● TEXT PROVIDED
· · · · · · ·
In Karl C. Dod’s book on the history of the Corps of Engineers in the war in the Pacific (The United States Army in World War II, the Technical Services, the Corps of Engineers: The War Against Japan, Washington), one of the most comprehensive and authoritative retellings of this crucial aspect of the war in the Pacific, Col. Manzano is cited no less than 14 times for conspicuous valor. In the last paragraph of the last page of the last chapter, “The Fall of the Philippines,” when the Corps of Engineers’ actions had come to an end with the surrender of the American and Filipino forces to the Japanese invaders, and the guerrilla movement had commenced, the last officer mentioned by Dod is Col. Narciso L. Manzano. “With the surrender on 6 May (1942) of the remaining USFIP forces on Corregidor and the Southern Philippine Islands, all organized engineer operations came to an end.... Within a few months, guerrilla warfare began. One of the leaders was Col. Fertig, who left Corregidor by plane on 29 April for Mindanao, where he helped organize the guerrilla forces.... Col. Manzano made his way to Manila and established an intelligence network. Information gathered by his agents was sent to Fertig on Mindanao and from there to Gen. MacArthur’s headquarters in Australia.”
· · · · · · ·
● PROMPT 1
In the passage on Col. Manzano, how many times does Dod's book cite him for conspicuous valor?
● PROMPT 2
Extend the passage on Col. Manzano past its final sentence.
The items that come next are separate material, unrelated to the passage on Col. Manzano.
· · · · · · ·
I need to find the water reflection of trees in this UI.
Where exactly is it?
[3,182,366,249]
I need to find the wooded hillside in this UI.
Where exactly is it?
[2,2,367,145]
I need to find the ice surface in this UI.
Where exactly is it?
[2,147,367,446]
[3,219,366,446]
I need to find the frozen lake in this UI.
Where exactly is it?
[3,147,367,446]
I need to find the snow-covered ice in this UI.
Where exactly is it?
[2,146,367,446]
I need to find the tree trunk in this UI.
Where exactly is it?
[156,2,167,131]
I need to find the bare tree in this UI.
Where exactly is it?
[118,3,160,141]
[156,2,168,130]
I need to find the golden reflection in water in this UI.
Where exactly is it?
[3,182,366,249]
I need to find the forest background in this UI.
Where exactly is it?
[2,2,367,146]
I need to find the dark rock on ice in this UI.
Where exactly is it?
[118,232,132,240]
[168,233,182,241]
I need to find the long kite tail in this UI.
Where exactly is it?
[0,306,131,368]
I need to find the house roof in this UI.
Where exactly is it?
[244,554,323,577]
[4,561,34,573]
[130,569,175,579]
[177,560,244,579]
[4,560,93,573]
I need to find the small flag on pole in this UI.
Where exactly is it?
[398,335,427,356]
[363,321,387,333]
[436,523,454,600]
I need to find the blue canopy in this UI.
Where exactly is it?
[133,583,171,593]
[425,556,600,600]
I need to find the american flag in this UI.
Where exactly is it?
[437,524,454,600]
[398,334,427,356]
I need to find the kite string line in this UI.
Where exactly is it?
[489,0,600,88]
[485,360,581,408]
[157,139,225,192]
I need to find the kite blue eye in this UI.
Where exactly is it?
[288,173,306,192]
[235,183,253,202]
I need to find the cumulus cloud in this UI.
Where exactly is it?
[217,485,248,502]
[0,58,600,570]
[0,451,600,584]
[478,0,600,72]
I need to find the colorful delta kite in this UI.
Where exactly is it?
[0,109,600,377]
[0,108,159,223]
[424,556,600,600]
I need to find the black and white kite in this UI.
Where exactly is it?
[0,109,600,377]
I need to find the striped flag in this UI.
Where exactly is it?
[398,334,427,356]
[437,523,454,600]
· · · · · · ·
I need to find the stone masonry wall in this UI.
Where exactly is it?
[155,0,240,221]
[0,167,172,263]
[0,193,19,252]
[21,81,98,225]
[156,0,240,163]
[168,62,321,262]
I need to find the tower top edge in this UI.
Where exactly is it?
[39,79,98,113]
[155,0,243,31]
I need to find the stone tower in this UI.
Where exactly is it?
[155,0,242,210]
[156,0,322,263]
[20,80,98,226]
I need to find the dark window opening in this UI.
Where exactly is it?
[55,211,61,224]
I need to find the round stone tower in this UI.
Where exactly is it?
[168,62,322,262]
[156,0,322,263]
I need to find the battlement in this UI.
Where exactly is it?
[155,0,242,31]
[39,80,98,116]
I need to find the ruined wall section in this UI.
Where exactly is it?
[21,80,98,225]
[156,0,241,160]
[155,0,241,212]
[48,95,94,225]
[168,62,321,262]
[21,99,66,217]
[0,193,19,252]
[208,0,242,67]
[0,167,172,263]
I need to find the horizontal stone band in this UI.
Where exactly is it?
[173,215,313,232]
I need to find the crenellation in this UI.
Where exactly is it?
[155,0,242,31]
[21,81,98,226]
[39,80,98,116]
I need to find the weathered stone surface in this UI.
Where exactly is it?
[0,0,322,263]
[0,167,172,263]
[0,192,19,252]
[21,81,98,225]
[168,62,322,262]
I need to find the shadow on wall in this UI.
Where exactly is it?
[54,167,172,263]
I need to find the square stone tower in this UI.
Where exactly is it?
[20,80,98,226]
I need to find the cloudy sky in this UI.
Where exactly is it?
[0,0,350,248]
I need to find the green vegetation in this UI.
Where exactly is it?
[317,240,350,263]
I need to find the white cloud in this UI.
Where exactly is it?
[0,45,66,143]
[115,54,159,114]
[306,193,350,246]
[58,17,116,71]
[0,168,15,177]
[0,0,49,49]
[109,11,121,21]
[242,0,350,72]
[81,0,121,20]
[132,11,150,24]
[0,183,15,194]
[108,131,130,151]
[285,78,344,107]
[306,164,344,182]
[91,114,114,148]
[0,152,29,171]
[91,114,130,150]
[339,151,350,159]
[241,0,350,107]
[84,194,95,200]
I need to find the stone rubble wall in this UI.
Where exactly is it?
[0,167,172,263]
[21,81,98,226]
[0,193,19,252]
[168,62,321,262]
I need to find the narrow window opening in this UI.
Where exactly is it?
· · · · · · ·
● RESULT 1
14 times.

● RESULT 2
At the beginning of the war, as the Japanese forces were advancing faster than the American and Filipino forces could safely retreat, Gen. Wainwright had to rely heavily on his engineers. It was they who had to keep open roads and bridges ahead of the retreating columns—not an easy task in view of the Japanese supremacy in the air. It was the engineers, too, who had to prepare all bridges for demolition and assure their destruction after friendly troops had passed over. Col. Manzano was one of the commanding officers of the engineers involved in all these activities. And it was Manzano, along with his American co-commander, Lt. Col. Skerry, who led their engineers in setting the explosives to blow up the bridge at Calumpit, the last and most vital bridge in Central Luzon.

At a time in dire need of heroes, this historically little-known colonel in the US Army in the Philippines was truly a larger-than-life figure.

“The story of the 14th Corps of Engineer’ work at Calumpit is one of the most dramatic of the Philippines campaign,” notes Dod. When Gen. Wainwright ordered that the bridge had to be destroyed, the Army engineers led by Manzano who were assigned this task were on the wrong side of the bridge, the Japanese side. Manzano requested that Skerry wait to blow it up until he and his men could get across to their side. Skerry assured him he would, but Wainwright had no choice: the bridge had to be blown as the Japanese were advancing too fast in order to save the entire American and Filipino forces. Skerry, despite his concern for Manzano and his men’s safety, had no choice but to destroy the bridge. But somehow Manzano and another of his American officers were able to evade the Japanese on their own, making their way with all their men to Bataan.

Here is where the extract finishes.